------ AVAILABLE DATA

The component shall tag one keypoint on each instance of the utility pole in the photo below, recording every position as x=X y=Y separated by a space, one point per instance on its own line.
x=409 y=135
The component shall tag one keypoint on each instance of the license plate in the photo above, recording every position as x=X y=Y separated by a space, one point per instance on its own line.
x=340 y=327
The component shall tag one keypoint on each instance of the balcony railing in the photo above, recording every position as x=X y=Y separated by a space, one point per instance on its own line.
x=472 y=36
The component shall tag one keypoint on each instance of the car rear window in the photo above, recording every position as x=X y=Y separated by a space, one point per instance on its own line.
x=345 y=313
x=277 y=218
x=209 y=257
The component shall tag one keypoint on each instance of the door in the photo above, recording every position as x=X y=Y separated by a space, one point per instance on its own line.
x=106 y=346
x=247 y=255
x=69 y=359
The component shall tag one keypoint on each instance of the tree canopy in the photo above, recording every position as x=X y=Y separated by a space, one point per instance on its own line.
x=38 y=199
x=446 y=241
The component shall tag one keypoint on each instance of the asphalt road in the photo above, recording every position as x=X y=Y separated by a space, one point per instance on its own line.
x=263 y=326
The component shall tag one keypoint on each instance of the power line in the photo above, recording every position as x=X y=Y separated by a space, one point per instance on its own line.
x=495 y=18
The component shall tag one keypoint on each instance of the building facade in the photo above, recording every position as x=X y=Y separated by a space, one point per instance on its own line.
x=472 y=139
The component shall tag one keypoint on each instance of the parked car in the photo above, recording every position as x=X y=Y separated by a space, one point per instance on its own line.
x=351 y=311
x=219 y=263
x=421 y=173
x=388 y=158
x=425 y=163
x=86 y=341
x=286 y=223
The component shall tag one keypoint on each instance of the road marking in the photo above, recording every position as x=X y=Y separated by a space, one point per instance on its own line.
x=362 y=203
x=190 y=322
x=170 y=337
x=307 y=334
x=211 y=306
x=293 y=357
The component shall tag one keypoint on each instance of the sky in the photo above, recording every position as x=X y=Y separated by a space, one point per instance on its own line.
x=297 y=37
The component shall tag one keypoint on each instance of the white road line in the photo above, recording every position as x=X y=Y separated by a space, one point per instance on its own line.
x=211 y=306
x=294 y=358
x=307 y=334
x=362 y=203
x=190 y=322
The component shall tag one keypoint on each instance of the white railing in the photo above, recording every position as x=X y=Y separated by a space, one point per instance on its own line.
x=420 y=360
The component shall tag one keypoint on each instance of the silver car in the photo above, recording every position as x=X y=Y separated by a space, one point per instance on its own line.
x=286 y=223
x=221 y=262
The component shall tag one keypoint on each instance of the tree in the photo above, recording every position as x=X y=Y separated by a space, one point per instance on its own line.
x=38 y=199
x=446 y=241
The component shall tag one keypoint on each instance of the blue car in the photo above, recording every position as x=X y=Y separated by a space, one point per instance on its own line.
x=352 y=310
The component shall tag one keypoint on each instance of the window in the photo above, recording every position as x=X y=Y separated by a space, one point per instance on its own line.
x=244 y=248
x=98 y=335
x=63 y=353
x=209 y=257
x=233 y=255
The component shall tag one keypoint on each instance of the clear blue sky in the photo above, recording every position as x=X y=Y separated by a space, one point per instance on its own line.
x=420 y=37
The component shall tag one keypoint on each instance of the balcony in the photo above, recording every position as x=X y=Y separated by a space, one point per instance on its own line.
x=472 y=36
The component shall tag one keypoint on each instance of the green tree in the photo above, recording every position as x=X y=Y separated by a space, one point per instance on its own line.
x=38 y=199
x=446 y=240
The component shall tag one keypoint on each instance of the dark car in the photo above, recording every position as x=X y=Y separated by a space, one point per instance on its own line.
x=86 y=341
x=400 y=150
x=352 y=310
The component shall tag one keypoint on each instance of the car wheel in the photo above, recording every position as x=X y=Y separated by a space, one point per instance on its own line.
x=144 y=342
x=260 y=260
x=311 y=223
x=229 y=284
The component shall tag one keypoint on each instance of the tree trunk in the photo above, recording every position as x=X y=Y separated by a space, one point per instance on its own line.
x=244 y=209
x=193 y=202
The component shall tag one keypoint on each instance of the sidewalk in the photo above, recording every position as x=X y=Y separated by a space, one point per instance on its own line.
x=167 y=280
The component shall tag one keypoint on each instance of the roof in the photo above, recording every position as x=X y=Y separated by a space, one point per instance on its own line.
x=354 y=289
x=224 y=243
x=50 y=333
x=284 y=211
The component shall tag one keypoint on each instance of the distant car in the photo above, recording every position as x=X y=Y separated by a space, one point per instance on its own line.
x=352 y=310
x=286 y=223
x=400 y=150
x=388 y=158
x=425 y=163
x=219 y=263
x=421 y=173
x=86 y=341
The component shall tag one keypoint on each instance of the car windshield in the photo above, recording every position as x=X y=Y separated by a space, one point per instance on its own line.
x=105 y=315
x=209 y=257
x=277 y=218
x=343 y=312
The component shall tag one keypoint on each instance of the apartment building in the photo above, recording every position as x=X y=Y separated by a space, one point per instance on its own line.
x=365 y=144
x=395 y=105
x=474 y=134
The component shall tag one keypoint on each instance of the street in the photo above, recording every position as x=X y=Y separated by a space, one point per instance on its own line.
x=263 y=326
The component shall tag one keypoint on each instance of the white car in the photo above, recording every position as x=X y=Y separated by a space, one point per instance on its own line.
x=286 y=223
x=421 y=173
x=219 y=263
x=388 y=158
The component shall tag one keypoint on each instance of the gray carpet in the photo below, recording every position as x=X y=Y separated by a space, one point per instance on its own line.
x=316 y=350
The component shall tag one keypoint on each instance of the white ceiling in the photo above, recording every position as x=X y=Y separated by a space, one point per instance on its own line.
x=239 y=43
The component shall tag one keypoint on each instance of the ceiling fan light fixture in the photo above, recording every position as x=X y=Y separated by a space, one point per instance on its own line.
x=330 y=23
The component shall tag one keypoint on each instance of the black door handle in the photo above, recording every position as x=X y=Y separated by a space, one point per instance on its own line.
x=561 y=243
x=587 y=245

------------

**WORK TO COMPLETE**
Once you have read the data, copy all of it out exactly.

**WRITTEN SOLUTION**
The component shall tag one keypoint on each instance of the utility pole in the photo below, recording every position as x=X y=Y separated by a space, one point per instance on its own line.
x=409 y=135
The component shall tag one keypoint on each instance of the license plate in the photo above, recording every position as x=X y=Y separated by a space, one point per instance on its own line.
x=340 y=327
The component shall tag one keypoint on each instance of the balcony railing in the photo above, recording every position as x=X y=Y separated by a space, one point per instance on its own line.
x=472 y=36
The component shall tag one keypoint on each instance of the car rear window in the photo above, recording every position as x=X y=Y separated by a space, one point per instance on its own line.
x=345 y=313
x=277 y=218
x=209 y=257
The component shall tag one keypoint on each instance of the door in the photo above, recording every position as x=X y=Y separated by a space, one point per instance on its own line.
x=106 y=346
x=247 y=255
x=69 y=359
The component shall tag one keypoint on each instance of the tree canopy in the photo above, recording every position as x=X y=Y separated by a space, one point per instance on its own line.
x=38 y=199
x=446 y=241
The component shall tag one keypoint on each instance of the asphalt road in the photo above, recording every position as x=X y=Y separated by a space, one point per instance on its own line.
x=263 y=326
The component shall tag one keypoint on each instance of the power line in the photo above, recording every position as x=X y=Y separated by a space, one point per instance on its own line.
x=495 y=18
The component shall tag one keypoint on each instance of the building facade in the photo above, recording every position as x=X y=Y separated by a space, one point per instance on its own line.
x=472 y=139
The component shall tag one keypoint on each instance of the parked car in the photo above, recording every position as x=X y=Y separated by a space, one point per instance on its own line.
x=351 y=311
x=219 y=263
x=421 y=173
x=388 y=158
x=425 y=163
x=86 y=341
x=286 y=223
The component shall tag one keypoint on each instance of the road marking in the photo above, recording every position as x=X y=Y separated by a space, one point per instance on its own line.
x=362 y=203
x=190 y=322
x=170 y=337
x=307 y=334
x=211 y=306
x=293 y=357
The component shall tag one keypoint on each instance of the sky in the photo above, recording every position as x=X y=Y separated by a space, one point per instance on its own line.
x=297 y=37
The component shall tag one keypoint on each instance of the white road line in the photo above, recording every position as x=X y=Y separated by a space, one point per instance on its own line.
x=211 y=306
x=294 y=358
x=307 y=334
x=362 y=203
x=190 y=322
The component shall tag one keypoint on each instance of the white railing in the photo above, recording every position as x=X y=Y separated by a space, one point per instance on its own line.
x=420 y=360
The component shall tag one keypoint on each instance of the silver car in the photo above, recording every position as x=X y=Y separated by a space, one point per instance on its own line.
x=286 y=223
x=221 y=262
The component shall tag one keypoint on each instance of the tree in the photo above, recording every position as x=X y=Y separated by a space, one point per instance on its own line.
x=38 y=199
x=446 y=241
The component shall tag one keypoint on each instance of the blue car in the photo above, recording every position as x=X y=Y separated by a space, one point per instance on its own line.
x=352 y=310
The component shall tag one keypoint on each instance of the window in the photo above, recording every position as x=X y=Y separated by a space, one point per instance on its own line.
x=244 y=248
x=98 y=335
x=63 y=353
x=209 y=257
x=233 y=255
The component shall tag one keypoint on each instance of the clear blue sky in the photo above, recording every position as x=X y=Y separated by a space, one point per instance on its own line.
x=420 y=37
The component shall tag one keypoint on each instance of the balcony in the photo above, recording every position as x=X y=Y separated by a space, one point per instance on its own line.
x=472 y=36
The component shall tag one keypoint on each instance of the green tree in the photo above, recording every position as x=X y=Y separated by a space, one point per instance on its own line.
x=38 y=199
x=446 y=240
The component shall tag one keypoint on each instance of the dark car in the photo above, recording every position as x=X y=Y separated by a space, one point per instance on its own line.
x=86 y=341
x=400 y=150
x=352 y=310
The component shall tag one keypoint on each instance of the car wheel in the photo above, recording every position as x=X y=Y separated by a space, one point per instance on its own line.
x=144 y=342
x=260 y=260
x=311 y=223
x=229 y=284
The component shall tag one keypoint on each instance of the tree trunk in the photo above, recording every position as x=X y=Y separated by a space, one point per instance on its own line.
x=244 y=209
x=193 y=202
The component shall tag one keypoint on each instance of the sidewalk in the photo above, recording every position as x=X y=Y separated by a space, one point per instance on its own line.
x=167 y=280
The component shall tag one keypoint on each instance of the roof in the photo above, recording every position as x=X y=Y separated by a space, one point per instance on its own line.
x=354 y=289
x=224 y=243
x=50 y=333
x=284 y=211
The component shall tag one keypoint on each instance of the distant car in the photo above, recording every position as x=X y=Y separated by a space, one point per instance on its own line.
x=352 y=310
x=286 y=223
x=400 y=150
x=388 y=158
x=425 y=163
x=219 y=263
x=421 y=173
x=86 y=341
The component shall tag one keypoint on each instance of the car windshield in the photo above, recording every position as x=X y=Y separated by a space, one point per instance on its own line.
x=105 y=315
x=209 y=257
x=277 y=218
x=343 y=312
The component shall tag one keypoint on each instance of the apartment building in the photo above, recording every position as x=X y=Y separated by a space, one point per instance on its own line.
x=365 y=144
x=395 y=105
x=474 y=134
The component shall tag one keypoint on each instance of the street in the photo above, recording every position as x=X y=Y separated by a space, one point per instance on its own line.
x=263 y=326
The component shall tag one keypoint on each instance of the white car in the photo above, recording every position as x=X y=Y separated by a space, one point per instance on its own line.
x=286 y=223
x=421 y=173
x=219 y=263
x=388 y=158
The component shall tag one keypoint on each instance of the gray carpet in the photo below, recording every position as x=X y=Y separated by a space, one point per instance on its own line.
x=316 y=350
The component shall tag one keypoint on each instance of the white ceiling in the photo above, recording every position as x=X y=Y separated by a space, one point per instance on its own line.
x=239 y=43
The component shall tag one keypoint on each instance of the ceiling fan light fixture in the photo above, recording every position as x=X y=Y separated by a space, one point per instance on its own line.
x=330 y=23
The component shall tag one keypoint on each instance of the black door handle in the photo above, recording every position as x=X y=Y separated by a space, one point per instance on its own line.
x=561 y=243
x=587 y=245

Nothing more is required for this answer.